What you should do
Starting with the line that contains "If you could point to the dark" and going on through the end of the rows, write those lines out again, updating "palm tree" to "lamp post" and leaving everything else unchanged.

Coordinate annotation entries
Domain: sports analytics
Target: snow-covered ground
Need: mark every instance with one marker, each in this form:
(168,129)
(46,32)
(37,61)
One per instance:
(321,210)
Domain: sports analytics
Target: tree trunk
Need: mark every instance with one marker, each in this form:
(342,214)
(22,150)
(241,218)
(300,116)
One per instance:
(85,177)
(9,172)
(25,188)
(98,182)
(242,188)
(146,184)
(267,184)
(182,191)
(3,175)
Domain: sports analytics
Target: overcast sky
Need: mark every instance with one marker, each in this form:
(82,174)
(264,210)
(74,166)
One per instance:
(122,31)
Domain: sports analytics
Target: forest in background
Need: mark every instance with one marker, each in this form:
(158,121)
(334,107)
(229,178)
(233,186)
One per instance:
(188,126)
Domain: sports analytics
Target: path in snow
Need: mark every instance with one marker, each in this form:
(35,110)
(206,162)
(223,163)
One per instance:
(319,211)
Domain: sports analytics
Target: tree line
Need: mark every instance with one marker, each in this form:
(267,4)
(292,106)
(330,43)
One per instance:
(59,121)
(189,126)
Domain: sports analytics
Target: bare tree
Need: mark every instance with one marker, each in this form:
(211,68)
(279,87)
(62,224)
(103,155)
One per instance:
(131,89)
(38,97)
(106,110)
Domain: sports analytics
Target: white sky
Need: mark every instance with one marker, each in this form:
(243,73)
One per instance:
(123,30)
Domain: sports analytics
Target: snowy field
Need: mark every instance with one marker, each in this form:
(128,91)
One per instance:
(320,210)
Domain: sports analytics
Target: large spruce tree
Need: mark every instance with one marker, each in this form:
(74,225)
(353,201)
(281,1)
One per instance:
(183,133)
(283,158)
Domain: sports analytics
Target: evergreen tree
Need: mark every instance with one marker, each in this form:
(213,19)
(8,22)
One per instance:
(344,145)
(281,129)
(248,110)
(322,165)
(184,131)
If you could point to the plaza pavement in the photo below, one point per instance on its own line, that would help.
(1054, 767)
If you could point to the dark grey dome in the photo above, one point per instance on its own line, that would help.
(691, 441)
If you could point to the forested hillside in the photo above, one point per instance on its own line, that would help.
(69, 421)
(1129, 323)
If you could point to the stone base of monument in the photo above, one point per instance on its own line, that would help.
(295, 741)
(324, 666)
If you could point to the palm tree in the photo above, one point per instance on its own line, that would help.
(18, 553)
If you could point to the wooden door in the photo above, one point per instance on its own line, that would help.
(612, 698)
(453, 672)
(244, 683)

Written response
If you could point to the dark grey dome in the photo above, one point per instance on its own line, that would help.
(691, 441)
If you could point to the forested hillside in the photo above, one point per instance on its own line, that would help.
(69, 421)
(1129, 323)
If you could point to the stone base of monument in the photo above, one point per instance on its own line, that would help.
(295, 741)
(324, 666)
If you could point to the lamp post in the photo above, one point per instance on its own line, that would help.
(18, 553)
If you could point to the wooden door in the photo above, one point per instance on its own line, that would help.
(612, 698)
(453, 672)
(244, 683)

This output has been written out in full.